◆ Objective:
From the data below, extract the stretch from the line containing "Accessibility service: describe the location of stone archway" through the line containing "0,24 -> 17,84", both included, and reproduce those lines verbatim.

◆ Extracted data entries:

_ _ _

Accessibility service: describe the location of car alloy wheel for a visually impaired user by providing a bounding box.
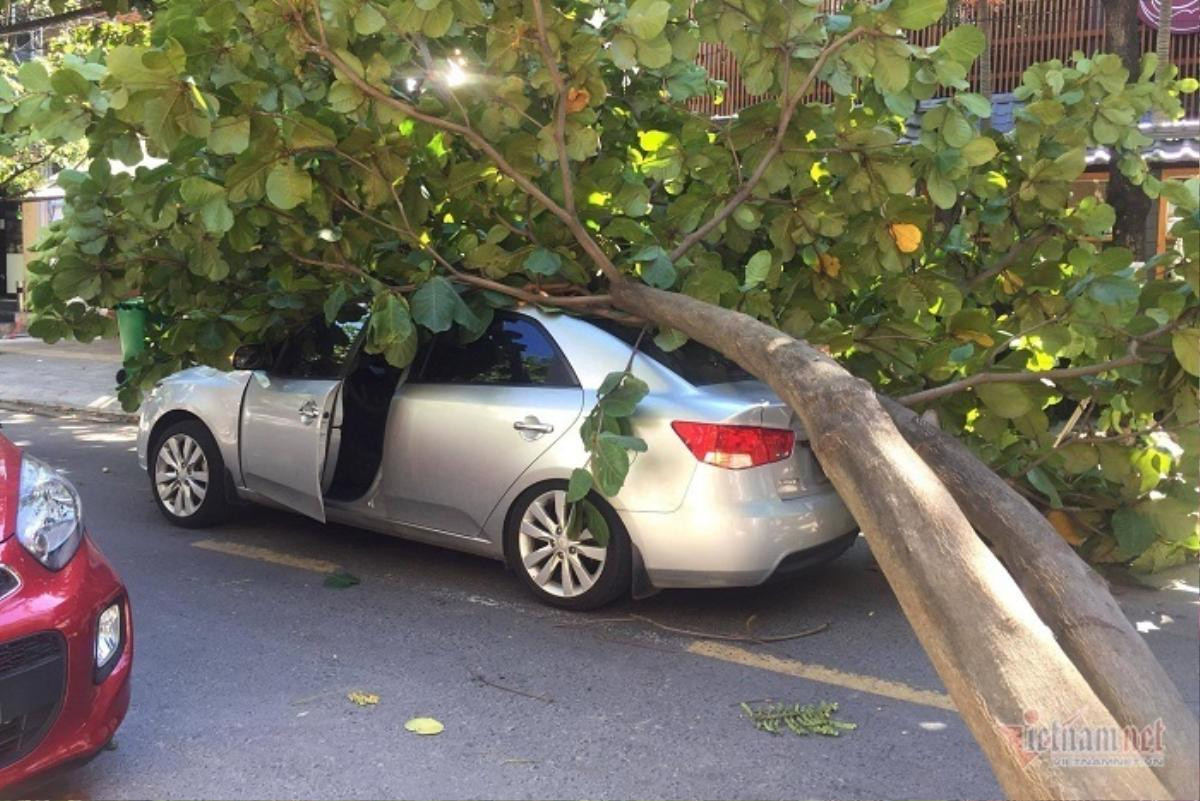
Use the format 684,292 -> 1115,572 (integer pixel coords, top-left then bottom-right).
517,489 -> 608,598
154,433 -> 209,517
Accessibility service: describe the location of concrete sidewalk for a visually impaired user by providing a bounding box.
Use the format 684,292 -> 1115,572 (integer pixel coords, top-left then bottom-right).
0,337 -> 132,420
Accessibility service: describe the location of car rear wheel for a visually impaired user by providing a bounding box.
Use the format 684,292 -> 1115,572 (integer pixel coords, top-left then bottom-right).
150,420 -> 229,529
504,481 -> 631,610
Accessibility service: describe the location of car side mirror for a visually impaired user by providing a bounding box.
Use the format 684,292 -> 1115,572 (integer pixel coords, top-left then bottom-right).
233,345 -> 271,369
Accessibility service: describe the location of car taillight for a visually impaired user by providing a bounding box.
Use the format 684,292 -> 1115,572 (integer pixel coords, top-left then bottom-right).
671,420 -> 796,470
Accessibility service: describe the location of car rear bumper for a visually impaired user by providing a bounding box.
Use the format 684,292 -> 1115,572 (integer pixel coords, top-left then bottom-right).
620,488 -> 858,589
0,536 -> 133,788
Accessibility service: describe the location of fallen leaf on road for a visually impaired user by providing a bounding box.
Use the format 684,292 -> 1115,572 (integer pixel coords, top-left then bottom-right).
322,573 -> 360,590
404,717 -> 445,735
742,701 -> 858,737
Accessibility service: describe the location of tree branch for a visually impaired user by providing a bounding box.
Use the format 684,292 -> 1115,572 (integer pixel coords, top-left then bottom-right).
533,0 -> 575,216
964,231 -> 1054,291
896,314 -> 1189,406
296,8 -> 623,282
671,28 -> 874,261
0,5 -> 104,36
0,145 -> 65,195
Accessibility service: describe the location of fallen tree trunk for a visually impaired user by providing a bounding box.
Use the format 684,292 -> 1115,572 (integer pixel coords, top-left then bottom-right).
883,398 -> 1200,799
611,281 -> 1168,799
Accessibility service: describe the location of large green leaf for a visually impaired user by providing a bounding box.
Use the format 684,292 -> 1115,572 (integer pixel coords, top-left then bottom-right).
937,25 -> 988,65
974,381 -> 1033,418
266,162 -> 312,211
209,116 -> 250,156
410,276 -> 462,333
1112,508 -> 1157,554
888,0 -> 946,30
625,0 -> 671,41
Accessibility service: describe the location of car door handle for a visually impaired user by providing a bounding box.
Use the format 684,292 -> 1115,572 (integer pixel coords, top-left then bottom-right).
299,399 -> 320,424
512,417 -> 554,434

_ _ _

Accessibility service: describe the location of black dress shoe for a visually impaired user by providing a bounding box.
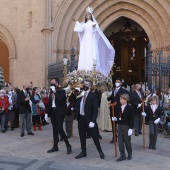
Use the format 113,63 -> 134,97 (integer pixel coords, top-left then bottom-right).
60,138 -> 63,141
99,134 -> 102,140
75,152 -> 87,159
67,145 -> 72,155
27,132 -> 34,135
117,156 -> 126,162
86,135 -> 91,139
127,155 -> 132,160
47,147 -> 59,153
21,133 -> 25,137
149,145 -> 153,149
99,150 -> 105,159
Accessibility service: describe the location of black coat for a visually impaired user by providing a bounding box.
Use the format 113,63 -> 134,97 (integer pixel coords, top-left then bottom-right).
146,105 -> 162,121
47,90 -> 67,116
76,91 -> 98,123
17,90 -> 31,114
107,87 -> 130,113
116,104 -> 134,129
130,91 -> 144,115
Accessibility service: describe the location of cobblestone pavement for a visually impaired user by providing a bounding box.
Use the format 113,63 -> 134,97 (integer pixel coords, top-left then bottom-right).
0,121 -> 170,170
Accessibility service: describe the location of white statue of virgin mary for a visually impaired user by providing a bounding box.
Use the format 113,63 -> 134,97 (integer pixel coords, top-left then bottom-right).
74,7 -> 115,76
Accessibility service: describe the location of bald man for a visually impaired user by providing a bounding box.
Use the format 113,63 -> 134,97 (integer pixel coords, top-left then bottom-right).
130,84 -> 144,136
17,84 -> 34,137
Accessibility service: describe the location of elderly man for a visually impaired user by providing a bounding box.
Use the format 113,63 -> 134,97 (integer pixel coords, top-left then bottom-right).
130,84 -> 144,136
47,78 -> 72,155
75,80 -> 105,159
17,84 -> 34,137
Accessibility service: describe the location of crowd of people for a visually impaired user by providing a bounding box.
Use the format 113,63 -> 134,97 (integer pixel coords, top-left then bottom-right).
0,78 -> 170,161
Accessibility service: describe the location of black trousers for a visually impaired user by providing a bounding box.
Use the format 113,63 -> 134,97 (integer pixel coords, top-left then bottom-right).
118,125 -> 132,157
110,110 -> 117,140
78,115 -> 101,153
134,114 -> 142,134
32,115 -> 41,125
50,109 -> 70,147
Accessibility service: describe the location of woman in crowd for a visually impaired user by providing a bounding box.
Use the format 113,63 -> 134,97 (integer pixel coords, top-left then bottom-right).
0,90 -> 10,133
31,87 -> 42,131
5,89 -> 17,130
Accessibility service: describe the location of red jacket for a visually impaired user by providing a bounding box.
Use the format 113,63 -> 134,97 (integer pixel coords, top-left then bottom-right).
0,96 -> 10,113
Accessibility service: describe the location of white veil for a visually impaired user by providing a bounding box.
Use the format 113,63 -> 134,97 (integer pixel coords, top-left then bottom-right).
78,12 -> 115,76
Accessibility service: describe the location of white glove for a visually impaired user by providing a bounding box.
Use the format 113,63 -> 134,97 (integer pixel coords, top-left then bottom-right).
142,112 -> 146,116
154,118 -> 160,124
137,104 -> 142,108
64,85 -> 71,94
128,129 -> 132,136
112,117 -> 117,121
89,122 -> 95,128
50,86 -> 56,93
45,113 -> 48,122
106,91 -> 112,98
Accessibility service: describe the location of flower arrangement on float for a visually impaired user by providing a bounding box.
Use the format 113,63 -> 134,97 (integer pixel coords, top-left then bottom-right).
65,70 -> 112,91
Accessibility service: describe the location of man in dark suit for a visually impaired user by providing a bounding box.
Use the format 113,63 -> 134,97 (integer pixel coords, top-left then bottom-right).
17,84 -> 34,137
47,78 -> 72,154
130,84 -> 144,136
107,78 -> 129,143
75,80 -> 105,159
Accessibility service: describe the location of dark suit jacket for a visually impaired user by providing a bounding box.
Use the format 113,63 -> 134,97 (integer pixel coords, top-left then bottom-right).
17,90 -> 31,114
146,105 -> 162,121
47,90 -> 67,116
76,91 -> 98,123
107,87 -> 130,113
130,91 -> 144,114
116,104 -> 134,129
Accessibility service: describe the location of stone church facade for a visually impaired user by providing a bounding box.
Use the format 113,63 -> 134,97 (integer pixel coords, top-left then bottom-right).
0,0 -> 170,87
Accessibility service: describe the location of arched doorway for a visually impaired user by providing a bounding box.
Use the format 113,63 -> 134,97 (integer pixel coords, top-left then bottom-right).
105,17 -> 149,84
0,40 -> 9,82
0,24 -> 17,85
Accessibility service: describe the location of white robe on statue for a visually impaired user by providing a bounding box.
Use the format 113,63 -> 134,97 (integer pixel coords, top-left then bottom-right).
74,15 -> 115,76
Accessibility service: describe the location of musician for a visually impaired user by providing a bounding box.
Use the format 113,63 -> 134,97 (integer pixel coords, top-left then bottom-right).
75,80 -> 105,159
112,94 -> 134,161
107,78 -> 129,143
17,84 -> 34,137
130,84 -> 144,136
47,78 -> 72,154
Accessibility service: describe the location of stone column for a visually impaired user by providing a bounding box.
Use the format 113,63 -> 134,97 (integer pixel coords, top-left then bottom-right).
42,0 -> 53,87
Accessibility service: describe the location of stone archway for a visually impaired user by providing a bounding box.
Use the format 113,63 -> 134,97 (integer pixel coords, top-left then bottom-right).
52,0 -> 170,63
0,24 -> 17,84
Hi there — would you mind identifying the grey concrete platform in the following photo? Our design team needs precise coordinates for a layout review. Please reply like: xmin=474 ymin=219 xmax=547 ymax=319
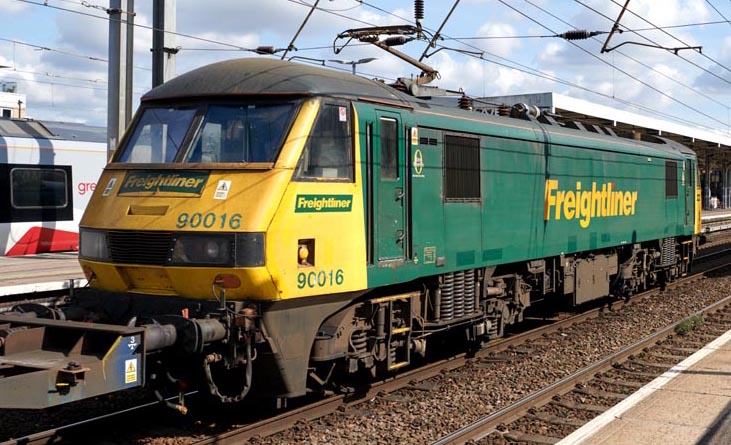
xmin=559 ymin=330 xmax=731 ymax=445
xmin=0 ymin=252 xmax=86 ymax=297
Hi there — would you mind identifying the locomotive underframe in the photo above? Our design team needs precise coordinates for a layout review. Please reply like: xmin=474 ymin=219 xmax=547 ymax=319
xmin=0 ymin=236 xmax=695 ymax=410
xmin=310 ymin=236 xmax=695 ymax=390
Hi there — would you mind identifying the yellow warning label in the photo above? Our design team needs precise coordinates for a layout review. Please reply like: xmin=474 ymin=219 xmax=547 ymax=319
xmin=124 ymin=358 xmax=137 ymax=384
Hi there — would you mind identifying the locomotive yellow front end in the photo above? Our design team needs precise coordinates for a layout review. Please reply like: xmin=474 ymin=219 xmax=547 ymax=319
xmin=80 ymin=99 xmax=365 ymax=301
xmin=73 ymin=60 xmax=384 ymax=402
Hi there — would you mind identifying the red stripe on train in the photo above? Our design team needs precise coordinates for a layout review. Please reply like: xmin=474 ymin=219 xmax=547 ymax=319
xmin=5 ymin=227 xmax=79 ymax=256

_ _ _

◆ Complete answer:
Accessibility service: describe the location of stone archway for a visually impaired user by providing a bounding box.
Use the format 113,63 -> 134,97 (integer pixel coords, top-left then bottom-right).
52,0 -> 170,63
0,24 -> 17,84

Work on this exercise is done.